___ Available data ___

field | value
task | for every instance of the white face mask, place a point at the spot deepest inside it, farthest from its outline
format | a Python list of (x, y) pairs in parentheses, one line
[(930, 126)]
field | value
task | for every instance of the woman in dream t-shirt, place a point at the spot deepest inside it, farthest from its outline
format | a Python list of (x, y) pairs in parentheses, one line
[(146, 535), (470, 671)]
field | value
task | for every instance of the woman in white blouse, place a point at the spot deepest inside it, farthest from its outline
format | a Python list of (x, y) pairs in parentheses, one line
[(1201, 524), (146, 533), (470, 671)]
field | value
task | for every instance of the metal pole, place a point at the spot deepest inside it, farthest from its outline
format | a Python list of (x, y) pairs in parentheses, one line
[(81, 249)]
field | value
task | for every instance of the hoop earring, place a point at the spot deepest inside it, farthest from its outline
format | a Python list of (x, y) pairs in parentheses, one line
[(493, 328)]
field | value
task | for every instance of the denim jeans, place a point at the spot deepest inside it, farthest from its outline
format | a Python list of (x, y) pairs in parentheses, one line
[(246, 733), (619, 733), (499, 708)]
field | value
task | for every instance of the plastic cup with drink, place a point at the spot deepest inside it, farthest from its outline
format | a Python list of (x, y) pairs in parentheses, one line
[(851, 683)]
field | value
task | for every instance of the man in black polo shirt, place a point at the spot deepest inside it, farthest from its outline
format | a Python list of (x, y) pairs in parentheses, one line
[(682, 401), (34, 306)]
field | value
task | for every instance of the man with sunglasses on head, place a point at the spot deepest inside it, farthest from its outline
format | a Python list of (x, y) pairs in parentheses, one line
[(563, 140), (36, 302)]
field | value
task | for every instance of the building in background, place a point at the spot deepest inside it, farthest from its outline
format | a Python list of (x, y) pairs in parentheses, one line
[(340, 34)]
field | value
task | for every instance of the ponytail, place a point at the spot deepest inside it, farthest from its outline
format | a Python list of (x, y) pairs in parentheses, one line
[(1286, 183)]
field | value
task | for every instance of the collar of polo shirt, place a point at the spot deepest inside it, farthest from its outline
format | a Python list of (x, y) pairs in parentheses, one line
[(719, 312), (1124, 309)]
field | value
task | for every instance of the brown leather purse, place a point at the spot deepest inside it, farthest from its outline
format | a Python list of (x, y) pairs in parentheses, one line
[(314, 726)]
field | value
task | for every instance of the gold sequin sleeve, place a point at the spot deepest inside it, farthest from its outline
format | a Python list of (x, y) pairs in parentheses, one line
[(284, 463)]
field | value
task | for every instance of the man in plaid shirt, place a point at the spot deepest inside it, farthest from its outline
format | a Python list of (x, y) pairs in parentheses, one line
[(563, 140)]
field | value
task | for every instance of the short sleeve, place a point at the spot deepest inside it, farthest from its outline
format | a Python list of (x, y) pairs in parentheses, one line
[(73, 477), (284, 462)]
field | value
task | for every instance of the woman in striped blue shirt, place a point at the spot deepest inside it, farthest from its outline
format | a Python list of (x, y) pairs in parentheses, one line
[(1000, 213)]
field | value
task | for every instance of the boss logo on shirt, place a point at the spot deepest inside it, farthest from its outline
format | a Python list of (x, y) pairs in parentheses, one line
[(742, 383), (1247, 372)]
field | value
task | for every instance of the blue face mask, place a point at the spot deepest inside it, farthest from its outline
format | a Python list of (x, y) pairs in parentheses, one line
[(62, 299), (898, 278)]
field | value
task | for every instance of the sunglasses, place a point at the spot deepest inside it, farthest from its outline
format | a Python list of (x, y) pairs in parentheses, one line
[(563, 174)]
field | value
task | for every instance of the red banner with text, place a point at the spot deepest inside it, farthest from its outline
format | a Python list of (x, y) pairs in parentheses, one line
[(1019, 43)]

___

__Work to be completed__
Copy from the entries above each line in which the string "blue" can be found.

__Solution__
task | for every instance of the woman in striped blue shirt, place a point at the spot deepest inside it, farthest from its outline
task | for every instance of the blue face mask, place a point at the spot deepest inside it, farthest from its outline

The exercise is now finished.